──────── Working data

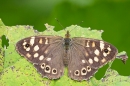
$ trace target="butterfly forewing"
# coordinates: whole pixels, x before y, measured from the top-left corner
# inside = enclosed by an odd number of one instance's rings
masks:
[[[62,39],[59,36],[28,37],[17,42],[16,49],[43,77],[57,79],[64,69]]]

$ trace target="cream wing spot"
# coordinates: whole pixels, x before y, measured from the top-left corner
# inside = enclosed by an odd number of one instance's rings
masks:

────────────────
──────── Working data

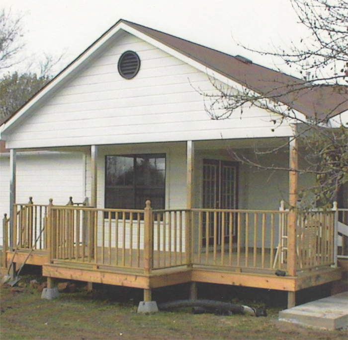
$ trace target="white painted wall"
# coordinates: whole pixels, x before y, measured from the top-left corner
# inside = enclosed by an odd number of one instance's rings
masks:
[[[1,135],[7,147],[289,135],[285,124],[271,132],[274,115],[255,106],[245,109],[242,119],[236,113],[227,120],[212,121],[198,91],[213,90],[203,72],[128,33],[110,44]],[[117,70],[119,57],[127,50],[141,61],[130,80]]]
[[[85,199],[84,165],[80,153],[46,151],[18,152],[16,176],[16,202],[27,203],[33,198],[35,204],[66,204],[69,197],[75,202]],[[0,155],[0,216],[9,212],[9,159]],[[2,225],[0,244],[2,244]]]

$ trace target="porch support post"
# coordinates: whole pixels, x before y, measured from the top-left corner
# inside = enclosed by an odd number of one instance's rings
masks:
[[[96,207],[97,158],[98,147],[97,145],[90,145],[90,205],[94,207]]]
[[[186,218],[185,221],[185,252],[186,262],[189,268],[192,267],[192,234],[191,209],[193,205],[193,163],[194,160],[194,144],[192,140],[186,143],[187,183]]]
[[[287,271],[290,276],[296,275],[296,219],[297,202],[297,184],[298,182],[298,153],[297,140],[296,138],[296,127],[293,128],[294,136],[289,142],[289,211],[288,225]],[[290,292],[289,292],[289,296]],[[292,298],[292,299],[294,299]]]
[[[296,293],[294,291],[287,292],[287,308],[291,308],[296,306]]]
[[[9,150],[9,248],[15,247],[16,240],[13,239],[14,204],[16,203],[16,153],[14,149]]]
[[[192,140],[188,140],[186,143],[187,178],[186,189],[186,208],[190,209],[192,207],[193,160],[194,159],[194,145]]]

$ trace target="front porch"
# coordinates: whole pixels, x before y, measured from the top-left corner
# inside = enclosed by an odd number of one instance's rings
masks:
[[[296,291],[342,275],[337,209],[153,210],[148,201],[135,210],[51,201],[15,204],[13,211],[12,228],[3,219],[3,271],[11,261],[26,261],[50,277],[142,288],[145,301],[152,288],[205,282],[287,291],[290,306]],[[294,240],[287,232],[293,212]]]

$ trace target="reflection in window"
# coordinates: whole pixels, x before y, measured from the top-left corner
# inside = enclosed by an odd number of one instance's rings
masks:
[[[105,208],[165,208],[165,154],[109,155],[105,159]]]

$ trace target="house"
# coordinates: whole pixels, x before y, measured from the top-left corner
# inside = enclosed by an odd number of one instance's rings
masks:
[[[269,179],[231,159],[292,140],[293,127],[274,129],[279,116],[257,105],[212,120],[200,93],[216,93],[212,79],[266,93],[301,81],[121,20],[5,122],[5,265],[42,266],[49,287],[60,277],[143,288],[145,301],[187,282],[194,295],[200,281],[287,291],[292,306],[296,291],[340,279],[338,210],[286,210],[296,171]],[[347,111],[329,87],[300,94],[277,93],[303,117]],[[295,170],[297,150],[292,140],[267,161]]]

────────────────

### [Instructions for the task]
Report each line of the records that contains the string "porch", copying the lines in full. Matching is case-sensitive.

### [The response]
$ trace target="porch support post"
$ trace target="front porch"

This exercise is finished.